> _GIVEN DATA_
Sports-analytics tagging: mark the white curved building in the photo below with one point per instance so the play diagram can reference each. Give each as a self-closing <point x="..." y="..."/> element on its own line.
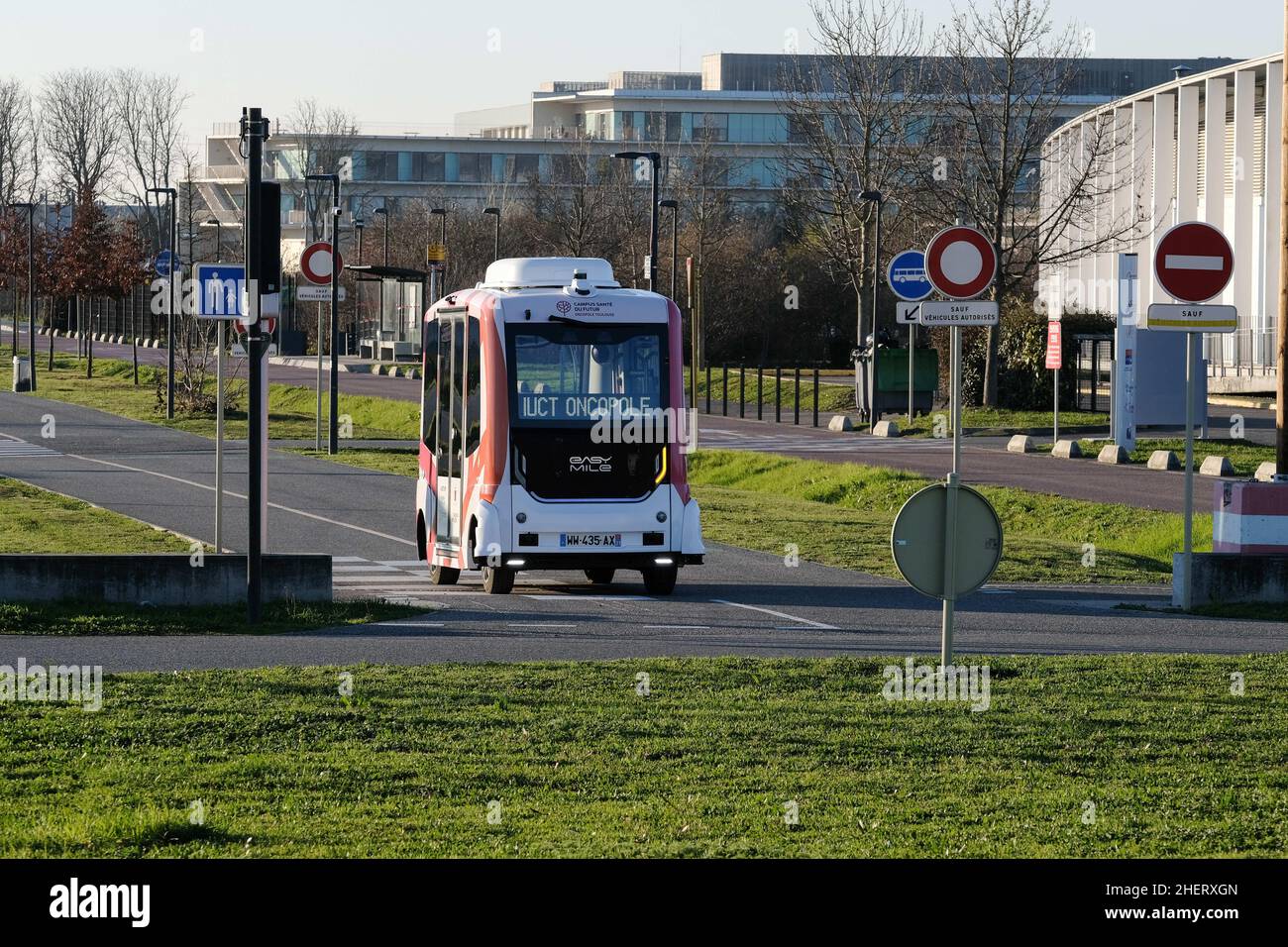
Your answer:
<point x="1203" y="147"/>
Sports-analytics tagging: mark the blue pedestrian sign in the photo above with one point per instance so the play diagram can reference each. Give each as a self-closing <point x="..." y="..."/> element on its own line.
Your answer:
<point x="163" y="262"/>
<point x="220" y="291"/>
<point x="907" y="275"/>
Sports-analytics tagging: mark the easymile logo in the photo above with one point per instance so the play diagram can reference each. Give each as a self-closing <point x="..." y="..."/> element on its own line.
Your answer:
<point x="75" y="899"/>
<point x="590" y="464"/>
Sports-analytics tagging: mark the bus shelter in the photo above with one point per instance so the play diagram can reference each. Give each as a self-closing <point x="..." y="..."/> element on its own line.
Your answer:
<point x="389" y="309"/>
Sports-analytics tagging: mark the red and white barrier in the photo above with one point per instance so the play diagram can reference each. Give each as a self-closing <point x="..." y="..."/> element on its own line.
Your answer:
<point x="1249" y="518"/>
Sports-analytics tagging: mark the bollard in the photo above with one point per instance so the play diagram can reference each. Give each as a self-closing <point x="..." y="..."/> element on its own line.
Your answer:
<point x="778" y="393"/>
<point x="797" y="408"/>
<point x="815" y="395"/>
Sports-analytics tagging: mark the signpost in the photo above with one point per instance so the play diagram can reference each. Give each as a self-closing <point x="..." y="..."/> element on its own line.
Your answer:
<point x="907" y="278"/>
<point x="1125" y="355"/>
<point x="960" y="264"/>
<point x="222" y="296"/>
<point x="1193" y="263"/>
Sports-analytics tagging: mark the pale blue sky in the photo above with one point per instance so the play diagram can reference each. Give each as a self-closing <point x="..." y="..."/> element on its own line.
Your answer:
<point x="411" y="65"/>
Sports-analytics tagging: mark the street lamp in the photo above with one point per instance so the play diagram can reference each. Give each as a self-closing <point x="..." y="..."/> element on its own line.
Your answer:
<point x="333" y="428"/>
<point x="441" y="213"/>
<point x="168" y="320"/>
<point x="384" y="214"/>
<point x="219" y="235"/>
<point x="674" y="206"/>
<point x="31" y="295"/>
<point x="874" y="197"/>
<point x="655" y="161"/>
<point x="496" y="231"/>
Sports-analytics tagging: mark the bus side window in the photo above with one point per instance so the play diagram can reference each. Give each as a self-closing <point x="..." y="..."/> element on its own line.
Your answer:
<point x="429" y="397"/>
<point x="473" y="377"/>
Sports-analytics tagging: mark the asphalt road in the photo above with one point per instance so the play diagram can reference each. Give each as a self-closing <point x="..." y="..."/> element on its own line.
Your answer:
<point x="984" y="460"/>
<point x="738" y="603"/>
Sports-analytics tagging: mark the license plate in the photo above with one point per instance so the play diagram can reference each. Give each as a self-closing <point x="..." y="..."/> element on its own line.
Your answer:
<point x="590" y="540"/>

> _TASK DETAILS_
Copy out each line of the data above, exactly, if it lies between the line holding "Sports-analytics tagging: mark the red" and the line holding "Sports-analytics tagging: mark the signpost", inclusive; copy no other line.

> _RESPONSE_
Sports-analytics tagging: mark the red and white barrier in the photo above with one point per instance so the play diagram can reference each. Give each as a self-closing <point x="..." y="..."/> element on its own line.
Your answer:
<point x="1249" y="518"/>
Sports-analytics tagging: mark the bollard in the photo above with one point per instance so the play diagram can reference each. Give each as a self-closing <point x="..." y="..."/> element on its own line.
Your answer:
<point x="778" y="393"/>
<point x="797" y="408"/>
<point x="815" y="395"/>
Sports-analytics tagging: mark the signpost in the photo above with one point per instance so the play diagram can reference each. Give each as a self-closing <point x="..." y="..."/> element on its own line.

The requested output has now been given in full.